JOBS:
(1) Answer these about the text on the World Bank and development:
(a) On what date was the testimony given?
(b) Which highway is the Inter-American Development Bank financing?
(c) Which two environmentalist organizations does Cultural Survival name as partners?
(2) Write the next part of the testimony on the World Bank and development, picking up after its final sentence.

DOCUMENT TEXT:
>>>>>

In the past year Cultural Survival has worked with environmentalist organizations, notably the Natural Resources Defense Council and the World Wildlife Fund, in urging Congress to pay attention to the harmful social and environmental effects of many loans made by the large multilateral development banks (MDBs). In this connection I testified on September 18, 1985 before the Subcommittee on Foreign Operations of the Senate Committee on Appropriations, chaired by Senator Kasten. In my testimony I focused on the World Bank, not only because it is the most influential of the MDBs, but also because it is an institution that has gone on record as being concerned about the environment and the human rights of native peoples in areas being developed by its loans. In fact Cultural Survival played a leading part in the campaign to persuade the World Bank to take these issues seriously. We therefore welcomed the bank's publication of Economic Development and Tribal Peoples: Human and Ecologic Considerations and were encouraged by the subsequent news that the bank had adopted policy guidelines requiring it to protect both indigenous peoples and the environment from the adverse effects of its projects. But the policies advocated in the guidelines are, all too often, not put into practice. In the following, edited version of my testimony, I argue that the World Bank in particular and the MDBs in general ought to learn from past mistakes and seek in the future to promote development without ravaging the environment or trampling on the rights of native peoples.

Testimony

We are deeply concerned by the widespread assumption that the destruction of the way of life and the environment of peoples in areas targeted for development is one of the unavoidable costs of economic progress. Cultural Survival can, on the contrary, demonstrate that such destruction is in no way necessary and that it often serves to undermine development itself. We wish, therefore, to promote a wider understanding of this principle so that development programs may be planned and implemented for the benefit of peoples in the areas to be developed and not undertaken at their expense.

In recent years there have been indications that the MDBs might take indigenous and environmental issues more seriously into account. Cultural Survival welcomed the World Bank's publication. Economic Development and Tribal Peoples: Human and Ecologic Considerations, that dealt specifically and sensitively with these questions. Our organization was also encouraged to learn that the World Bank had adopted policy guidelines that required it to protect both indigenous peoples and the environment from the adverse effects of its projects. Indeed the World Bank's efforts on behalf of indigenous peoples in the area of the Polonoroeste project in Brazil have resulted in the lands of some Indian societies being demarcated and protected. Since then the Inter-American Development Bank has also indicated that it intends to be sensitive to the rights of indigenous peoples and to the needs of the environment as it undertakes the financing of the Brazilian Porto Velho-Rio Branco highway, which is essentially a continuation of the Polonoroeste project.

Nevertheless, there is still cause for grave concern. Not only is the past record of the MDBs in the areas of indigenous rights and environmental protection indefensible, but they continue to make similar mistakes, in spite of their policy documents and their assurances that they now take these issues seriously. The World Bank, for example, has had plenty of opportunity to learn from the difficulties of its past projects.

<<<<<

SUPPLIED MATERIAL:
>>>>>

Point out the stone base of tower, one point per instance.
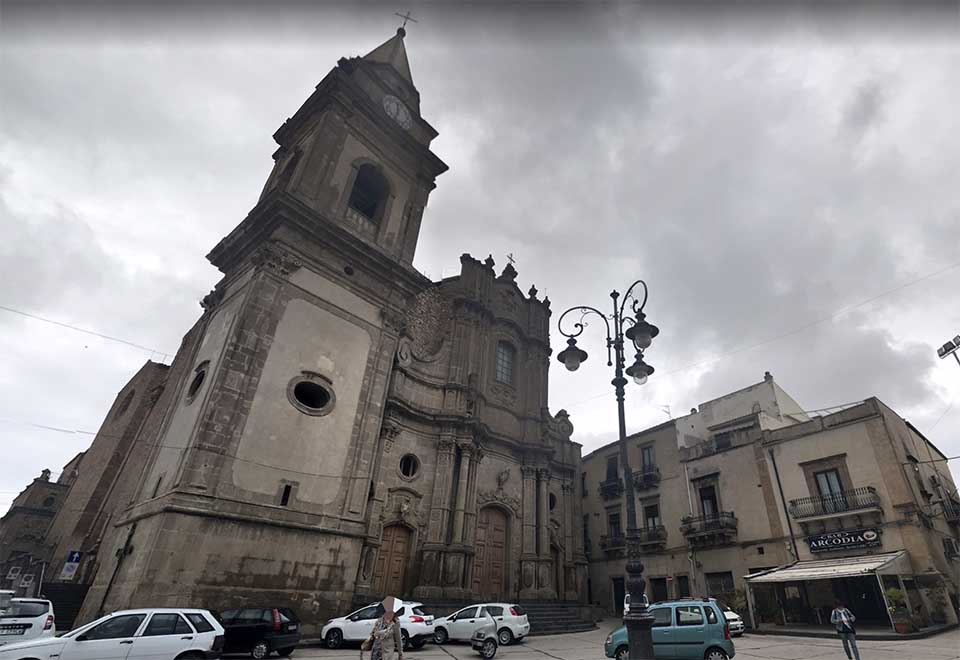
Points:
(197, 559)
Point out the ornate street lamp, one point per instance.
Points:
(635, 328)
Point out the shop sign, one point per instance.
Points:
(844, 540)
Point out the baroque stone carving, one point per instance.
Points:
(275, 258)
(505, 393)
(499, 497)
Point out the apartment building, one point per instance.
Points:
(750, 499)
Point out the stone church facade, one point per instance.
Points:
(337, 427)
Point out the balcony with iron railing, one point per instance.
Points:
(611, 488)
(715, 529)
(650, 538)
(646, 477)
(613, 544)
(854, 500)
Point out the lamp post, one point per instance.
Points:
(952, 347)
(635, 328)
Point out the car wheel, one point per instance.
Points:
(334, 639)
(489, 649)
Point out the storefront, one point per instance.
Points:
(803, 593)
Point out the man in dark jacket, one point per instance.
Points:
(843, 619)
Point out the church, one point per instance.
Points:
(336, 427)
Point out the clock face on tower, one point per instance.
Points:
(397, 111)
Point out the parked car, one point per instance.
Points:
(146, 634)
(25, 619)
(684, 628)
(485, 638)
(260, 630)
(511, 620)
(416, 626)
(734, 620)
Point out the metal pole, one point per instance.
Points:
(638, 620)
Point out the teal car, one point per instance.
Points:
(686, 628)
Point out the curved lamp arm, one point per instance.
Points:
(579, 327)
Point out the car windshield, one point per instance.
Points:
(24, 610)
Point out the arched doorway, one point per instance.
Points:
(391, 571)
(490, 560)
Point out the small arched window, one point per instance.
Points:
(506, 355)
(370, 192)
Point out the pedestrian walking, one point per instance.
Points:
(844, 619)
(385, 639)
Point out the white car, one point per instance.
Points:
(512, 623)
(734, 621)
(416, 626)
(148, 634)
(25, 619)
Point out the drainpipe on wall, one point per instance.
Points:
(783, 502)
(690, 556)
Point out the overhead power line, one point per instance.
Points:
(94, 333)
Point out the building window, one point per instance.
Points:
(646, 458)
(709, 506)
(409, 466)
(199, 375)
(613, 467)
(613, 525)
(504, 366)
(370, 193)
(651, 516)
(311, 394)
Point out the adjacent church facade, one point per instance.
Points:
(336, 427)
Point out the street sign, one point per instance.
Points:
(71, 565)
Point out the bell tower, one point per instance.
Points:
(357, 151)
(265, 443)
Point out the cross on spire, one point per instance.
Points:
(406, 17)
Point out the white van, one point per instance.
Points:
(25, 619)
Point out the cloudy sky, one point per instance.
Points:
(787, 184)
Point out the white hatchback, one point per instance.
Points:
(26, 619)
(512, 623)
(416, 626)
(148, 634)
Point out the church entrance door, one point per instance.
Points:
(388, 578)
(489, 564)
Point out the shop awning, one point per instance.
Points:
(825, 569)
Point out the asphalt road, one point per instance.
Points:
(589, 646)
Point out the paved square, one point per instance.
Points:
(589, 646)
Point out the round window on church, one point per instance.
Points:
(311, 393)
(409, 466)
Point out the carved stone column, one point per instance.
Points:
(466, 454)
(429, 587)
(528, 556)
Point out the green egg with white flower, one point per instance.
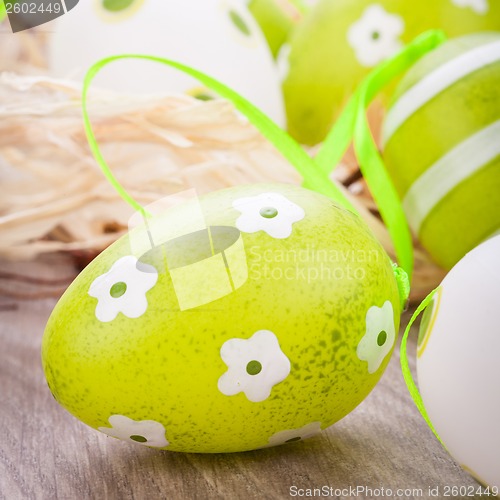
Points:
(442, 146)
(340, 41)
(251, 317)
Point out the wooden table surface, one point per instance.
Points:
(45, 453)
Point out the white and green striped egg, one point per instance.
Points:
(442, 146)
(340, 41)
(218, 37)
(255, 316)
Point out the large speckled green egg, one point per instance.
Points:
(442, 146)
(254, 316)
(340, 41)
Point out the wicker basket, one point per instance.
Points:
(54, 197)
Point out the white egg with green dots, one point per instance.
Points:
(218, 37)
(457, 363)
(340, 41)
(442, 146)
(255, 316)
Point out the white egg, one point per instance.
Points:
(218, 37)
(458, 362)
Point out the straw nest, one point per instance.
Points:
(55, 198)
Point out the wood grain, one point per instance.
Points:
(45, 453)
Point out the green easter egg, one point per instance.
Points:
(340, 41)
(442, 146)
(276, 19)
(255, 316)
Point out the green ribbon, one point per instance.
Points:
(313, 178)
(353, 126)
(405, 367)
(3, 11)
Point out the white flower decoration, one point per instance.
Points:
(255, 366)
(375, 36)
(123, 289)
(478, 6)
(269, 212)
(145, 432)
(290, 436)
(379, 338)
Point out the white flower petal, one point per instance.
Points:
(289, 436)
(133, 280)
(379, 338)
(145, 432)
(255, 366)
(375, 36)
(282, 214)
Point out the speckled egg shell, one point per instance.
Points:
(218, 37)
(275, 327)
(340, 41)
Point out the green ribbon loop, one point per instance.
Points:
(313, 178)
(353, 126)
(405, 367)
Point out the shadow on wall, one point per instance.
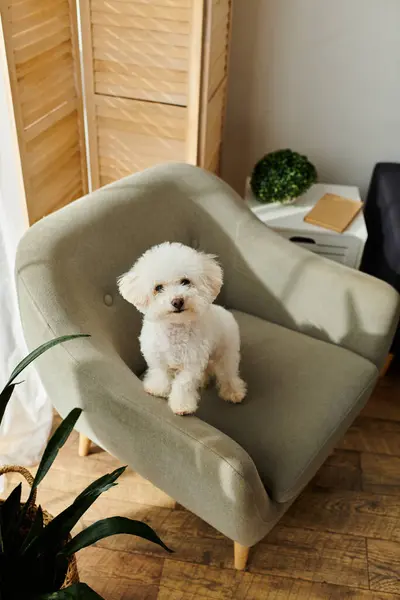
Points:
(305, 74)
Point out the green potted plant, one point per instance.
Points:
(282, 176)
(37, 553)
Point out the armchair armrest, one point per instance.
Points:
(198, 465)
(274, 279)
(313, 295)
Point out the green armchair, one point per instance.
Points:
(314, 337)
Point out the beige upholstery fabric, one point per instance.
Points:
(314, 336)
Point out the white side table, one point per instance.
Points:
(288, 220)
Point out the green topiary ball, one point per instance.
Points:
(281, 176)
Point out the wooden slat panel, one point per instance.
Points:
(40, 38)
(141, 35)
(145, 11)
(123, 20)
(150, 41)
(215, 61)
(134, 135)
(214, 120)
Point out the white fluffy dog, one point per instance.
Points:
(185, 338)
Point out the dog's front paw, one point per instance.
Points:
(157, 383)
(182, 403)
(233, 391)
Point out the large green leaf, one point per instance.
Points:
(111, 526)
(35, 530)
(54, 445)
(9, 512)
(5, 396)
(56, 532)
(38, 351)
(78, 591)
(8, 389)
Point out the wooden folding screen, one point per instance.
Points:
(154, 85)
(155, 76)
(43, 62)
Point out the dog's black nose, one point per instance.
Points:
(177, 303)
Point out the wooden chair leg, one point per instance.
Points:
(241, 555)
(387, 364)
(84, 445)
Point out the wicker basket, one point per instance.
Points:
(72, 575)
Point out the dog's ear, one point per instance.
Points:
(213, 275)
(130, 288)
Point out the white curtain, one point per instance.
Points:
(27, 421)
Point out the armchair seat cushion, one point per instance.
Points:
(303, 394)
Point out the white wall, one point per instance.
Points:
(319, 76)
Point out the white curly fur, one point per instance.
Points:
(184, 348)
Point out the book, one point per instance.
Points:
(333, 212)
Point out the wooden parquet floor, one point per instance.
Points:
(340, 540)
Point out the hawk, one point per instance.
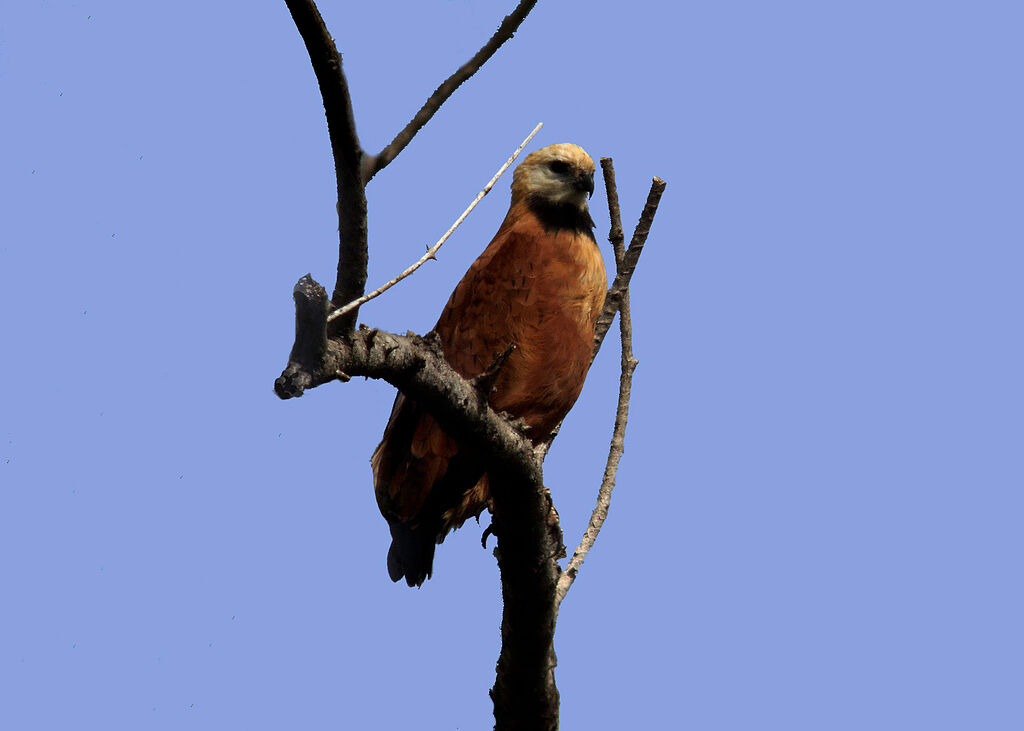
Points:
(540, 285)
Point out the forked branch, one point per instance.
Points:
(509, 26)
(352, 256)
(626, 261)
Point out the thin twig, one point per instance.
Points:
(352, 256)
(630, 259)
(509, 26)
(432, 251)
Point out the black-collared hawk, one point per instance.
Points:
(540, 285)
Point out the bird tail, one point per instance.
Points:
(412, 552)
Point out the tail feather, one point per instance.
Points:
(412, 553)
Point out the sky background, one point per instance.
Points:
(817, 523)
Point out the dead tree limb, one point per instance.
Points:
(529, 541)
(505, 31)
(352, 251)
(628, 366)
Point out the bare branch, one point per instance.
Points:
(432, 251)
(416, 367)
(625, 264)
(509, 26)
(352, 256)
(615, 235)
(630, 259)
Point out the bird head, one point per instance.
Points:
(557, 175)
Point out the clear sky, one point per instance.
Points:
(817, 523)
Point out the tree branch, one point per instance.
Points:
(416, 367)
(352, 254)
(630, 259)
(524, 693)
(505, 31)
(625, 264)
(432, 251)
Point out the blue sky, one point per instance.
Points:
(817, 519)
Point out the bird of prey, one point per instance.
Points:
(540, 285)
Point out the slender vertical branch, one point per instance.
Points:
(352, 255)
(505, 31)
(630, 259)
(626, 261)
(432, 251)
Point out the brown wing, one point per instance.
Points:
(541, 290)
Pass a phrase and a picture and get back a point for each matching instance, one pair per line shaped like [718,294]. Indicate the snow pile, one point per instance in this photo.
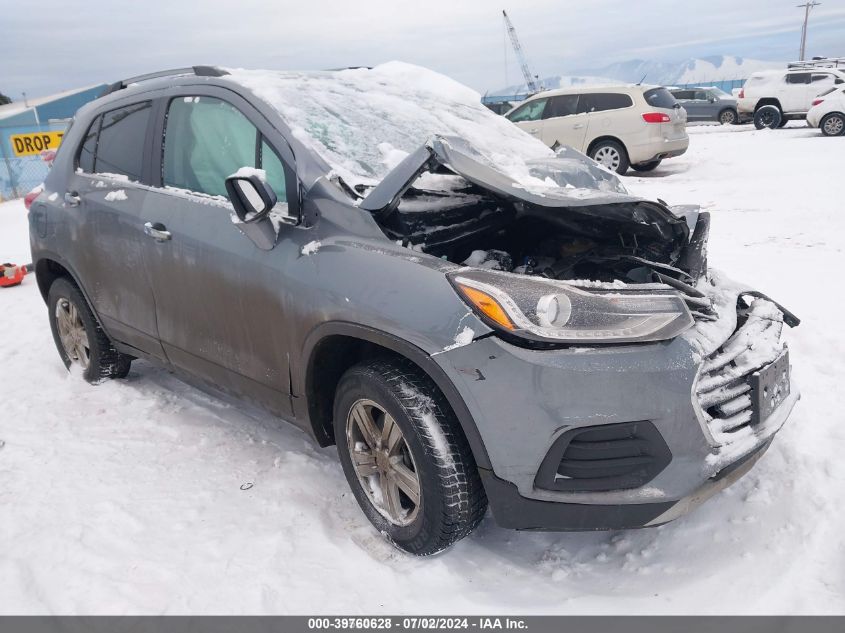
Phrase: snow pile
[364,121]
[311,247]
[116,196]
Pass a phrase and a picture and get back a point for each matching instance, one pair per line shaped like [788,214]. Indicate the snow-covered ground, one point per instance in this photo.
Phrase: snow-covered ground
[134,496]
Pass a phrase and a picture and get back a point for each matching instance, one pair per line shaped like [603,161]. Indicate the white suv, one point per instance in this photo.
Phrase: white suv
[617,126]
[775,97]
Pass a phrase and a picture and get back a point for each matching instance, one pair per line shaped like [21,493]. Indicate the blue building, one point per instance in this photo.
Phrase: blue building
[27,128]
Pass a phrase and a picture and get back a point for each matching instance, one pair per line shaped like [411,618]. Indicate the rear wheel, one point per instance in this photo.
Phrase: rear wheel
[610,154]
[768,117]
[405,457]
[80,340]
[650,166]
[833,124]
[728,117]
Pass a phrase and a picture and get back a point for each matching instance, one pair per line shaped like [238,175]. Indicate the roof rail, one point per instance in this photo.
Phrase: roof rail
[199,71]
[818,62]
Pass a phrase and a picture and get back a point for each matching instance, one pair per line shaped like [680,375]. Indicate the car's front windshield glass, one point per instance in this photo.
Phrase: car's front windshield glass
[363,122]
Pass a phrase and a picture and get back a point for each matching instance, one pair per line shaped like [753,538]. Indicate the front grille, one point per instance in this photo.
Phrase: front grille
[606,457]
[723,388]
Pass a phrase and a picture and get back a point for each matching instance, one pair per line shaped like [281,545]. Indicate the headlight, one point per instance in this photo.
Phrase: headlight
[554,311]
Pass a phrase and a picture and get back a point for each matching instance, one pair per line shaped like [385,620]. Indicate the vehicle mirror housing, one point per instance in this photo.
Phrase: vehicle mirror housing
[251,196]
[253,199]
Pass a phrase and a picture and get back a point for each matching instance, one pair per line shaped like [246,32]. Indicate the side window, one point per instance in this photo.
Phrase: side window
[206,140]
[610,101]
[563,105]
[85,157]
[275,169]
[120,145]
[798,78]
[531,111]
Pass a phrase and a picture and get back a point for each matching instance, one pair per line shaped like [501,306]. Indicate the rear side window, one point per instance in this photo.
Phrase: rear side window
[206,140]
[531,111]
[563,105]
[798,78]
[120,146]
[114,143]
[85,158]
[659,98]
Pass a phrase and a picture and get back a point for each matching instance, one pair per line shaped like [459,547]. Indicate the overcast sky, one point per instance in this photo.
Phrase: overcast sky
[55,45]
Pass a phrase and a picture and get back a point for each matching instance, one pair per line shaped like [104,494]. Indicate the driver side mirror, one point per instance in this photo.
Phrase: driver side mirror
[253,199]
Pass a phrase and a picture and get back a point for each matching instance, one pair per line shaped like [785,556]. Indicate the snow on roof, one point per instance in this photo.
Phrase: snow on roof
[363,122]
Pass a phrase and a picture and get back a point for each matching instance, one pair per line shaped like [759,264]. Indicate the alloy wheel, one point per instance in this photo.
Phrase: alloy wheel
[383,462]
[609,157]
[834,125]
[72,333]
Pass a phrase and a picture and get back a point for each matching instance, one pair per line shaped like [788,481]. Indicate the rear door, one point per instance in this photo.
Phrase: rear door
[109,188]
[529,116]
[563,123]
[795,93]
[221,304]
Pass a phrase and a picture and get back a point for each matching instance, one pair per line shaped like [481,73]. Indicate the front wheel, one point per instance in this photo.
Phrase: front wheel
[80,340]
[611,155]
[650,166]
[405,457]
[833,124]
[768,117]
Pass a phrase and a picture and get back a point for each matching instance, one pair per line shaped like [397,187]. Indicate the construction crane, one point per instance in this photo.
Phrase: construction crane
[530,79]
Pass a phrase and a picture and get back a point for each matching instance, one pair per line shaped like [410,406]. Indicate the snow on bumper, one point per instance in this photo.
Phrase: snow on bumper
[524,400]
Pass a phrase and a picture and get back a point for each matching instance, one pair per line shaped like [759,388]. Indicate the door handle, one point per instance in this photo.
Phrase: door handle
[157,231]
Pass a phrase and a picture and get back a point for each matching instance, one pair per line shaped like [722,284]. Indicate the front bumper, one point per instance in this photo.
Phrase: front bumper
[523,401]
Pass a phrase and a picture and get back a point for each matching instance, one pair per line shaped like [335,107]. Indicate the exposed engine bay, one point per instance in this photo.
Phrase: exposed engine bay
[448,205]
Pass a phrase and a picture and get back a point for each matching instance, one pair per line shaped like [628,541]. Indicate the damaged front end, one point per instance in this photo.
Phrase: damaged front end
[577,223]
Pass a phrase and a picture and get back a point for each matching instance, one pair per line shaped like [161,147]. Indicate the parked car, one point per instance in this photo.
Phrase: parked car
[773,98]
[619,127]
[828,112]
[707,104]
[374,256]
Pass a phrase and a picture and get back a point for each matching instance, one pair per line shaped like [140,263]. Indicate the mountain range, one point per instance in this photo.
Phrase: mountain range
[698,70]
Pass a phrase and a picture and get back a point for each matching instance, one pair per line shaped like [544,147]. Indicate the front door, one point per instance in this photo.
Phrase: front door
[109,191]
[529,117]
[563,124]
[219,298]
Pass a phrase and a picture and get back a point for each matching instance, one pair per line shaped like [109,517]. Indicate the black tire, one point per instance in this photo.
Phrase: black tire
[651,166]
[451,500]
[768,116]
[103,360]
[728,116]
[621,166]
[833,124]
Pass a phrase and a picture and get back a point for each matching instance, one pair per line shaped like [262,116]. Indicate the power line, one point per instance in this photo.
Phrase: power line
[807,6]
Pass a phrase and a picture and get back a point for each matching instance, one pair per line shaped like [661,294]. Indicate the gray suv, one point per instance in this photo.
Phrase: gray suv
[375,257]
[707,104]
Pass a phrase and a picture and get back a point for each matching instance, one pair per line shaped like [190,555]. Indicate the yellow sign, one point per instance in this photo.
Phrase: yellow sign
[35,143]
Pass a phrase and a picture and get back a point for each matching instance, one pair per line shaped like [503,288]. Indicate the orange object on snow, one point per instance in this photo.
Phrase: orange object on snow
[11,275]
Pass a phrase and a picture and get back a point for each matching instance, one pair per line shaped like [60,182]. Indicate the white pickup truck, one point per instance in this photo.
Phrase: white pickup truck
[774,97]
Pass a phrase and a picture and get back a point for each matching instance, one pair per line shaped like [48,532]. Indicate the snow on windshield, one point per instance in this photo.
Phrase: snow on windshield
[363,122]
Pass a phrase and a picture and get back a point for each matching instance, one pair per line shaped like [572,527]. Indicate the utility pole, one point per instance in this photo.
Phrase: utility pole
[807,6]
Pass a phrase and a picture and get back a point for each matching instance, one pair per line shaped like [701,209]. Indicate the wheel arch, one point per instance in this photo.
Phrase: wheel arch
[607,137]
[768,101]
[333,347]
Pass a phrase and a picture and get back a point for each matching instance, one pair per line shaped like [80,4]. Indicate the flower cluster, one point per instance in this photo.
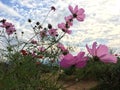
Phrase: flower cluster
[9,27]
[46,42]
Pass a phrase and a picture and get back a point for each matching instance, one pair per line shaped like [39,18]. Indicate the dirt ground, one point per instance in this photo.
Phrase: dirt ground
[81,85]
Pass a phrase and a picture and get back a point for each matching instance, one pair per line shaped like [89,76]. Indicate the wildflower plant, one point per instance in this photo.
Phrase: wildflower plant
[27,59]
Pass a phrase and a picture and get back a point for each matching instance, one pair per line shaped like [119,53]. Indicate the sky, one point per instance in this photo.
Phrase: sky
[102,22]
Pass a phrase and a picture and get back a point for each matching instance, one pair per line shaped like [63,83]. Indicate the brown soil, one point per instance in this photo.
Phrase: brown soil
[81,85]
[72,84]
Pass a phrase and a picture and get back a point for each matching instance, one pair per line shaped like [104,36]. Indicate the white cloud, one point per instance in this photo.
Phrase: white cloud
[8,10]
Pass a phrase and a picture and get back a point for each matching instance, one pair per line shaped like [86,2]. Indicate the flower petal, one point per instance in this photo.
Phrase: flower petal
[102,50]
[109,58]
[67,61]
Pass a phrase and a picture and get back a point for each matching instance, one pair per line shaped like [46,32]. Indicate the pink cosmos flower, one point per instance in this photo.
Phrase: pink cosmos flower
[77,13]
[69,20]
[102,53]
[53,8]
[64,28]
[41,49]
[9,27]
[43,34]
[61,46]
[53,32]
[63,49]
[34,42]
[78,61]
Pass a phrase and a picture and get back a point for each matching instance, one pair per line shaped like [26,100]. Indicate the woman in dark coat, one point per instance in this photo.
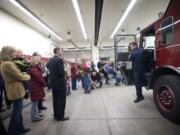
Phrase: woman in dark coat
[36,86]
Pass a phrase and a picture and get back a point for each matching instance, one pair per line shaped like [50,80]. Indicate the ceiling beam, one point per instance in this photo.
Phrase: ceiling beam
[98,12]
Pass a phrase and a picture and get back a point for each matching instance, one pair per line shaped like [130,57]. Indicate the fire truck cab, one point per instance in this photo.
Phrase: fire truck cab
[161,41]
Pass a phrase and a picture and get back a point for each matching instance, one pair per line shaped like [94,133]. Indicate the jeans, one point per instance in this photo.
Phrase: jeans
[59,103]
[34,110]
[16,121]
[74,84]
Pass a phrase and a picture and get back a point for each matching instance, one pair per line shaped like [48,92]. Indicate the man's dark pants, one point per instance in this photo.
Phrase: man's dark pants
[59,103]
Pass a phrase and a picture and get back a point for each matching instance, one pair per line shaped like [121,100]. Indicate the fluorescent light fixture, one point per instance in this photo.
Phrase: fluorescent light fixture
[76,7]
[18,5]
[138,35]
[130,6]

<<<<<

RESPONSES TO THE TASKS:
(1)
(a) September 18, 1985
(b) The Brazilian Porto Velho-Rio Branco highway
(c) The Natural Resources Defense Council and the World Wildlife Fund

(2)
In the 1970s the bank made massive loans to promote rural development in the Philippines. Its strategy depended on the implementation of land reform, together with a nationwide program of rural credits designed to help small holders take part in the Green Revolution. At the same time it financed the construction of large dams to provide water for irrigation. But the Philippine authorities never carried out the land reform. Without it the rural credit system served merely to bankrupt farmers and impair the financial stability of rural banks. Meanwhile the irrigation projects produced similarly disastrous results. They uprooted small holders, poor Filipinos and tribal peoples (National Minorities) alike. These people were not properly resettled or compensated, because those aspects of the program were inadequately implemented, or not at all. Where resettlement did take place, the Ministry of Agrarian Reform made it impossibly difficult for the uprooted to gain title to their new lands. In the absence of such title they were ineligible for rural credit. The result of all this effort and of a decade of investment in Philippine rural development was the exact opposite of what had been the original planners' stated intentions. A consultant for the World Bank, writing in 1981, stated that the rural development strategies financed by the bank had failed to provide meaningful benefits for those rural Filipinos most in need of them. He added that the circumstances of most rural Filipinos were continuing to worsen and that the trend appeared to be irreversible. There is little doubt that this developmental disaster has contributed in large measure to the current economic and political instability of the Philippines. As a result of the Philippine program the World Bank has had a decade of experience with a government that did not implement the socially critical elements of bank-approved development strategies and whose relocation programs led to dispossession of tribal and non-tribal peoples, their impoverishment and the destruction of their ways of life.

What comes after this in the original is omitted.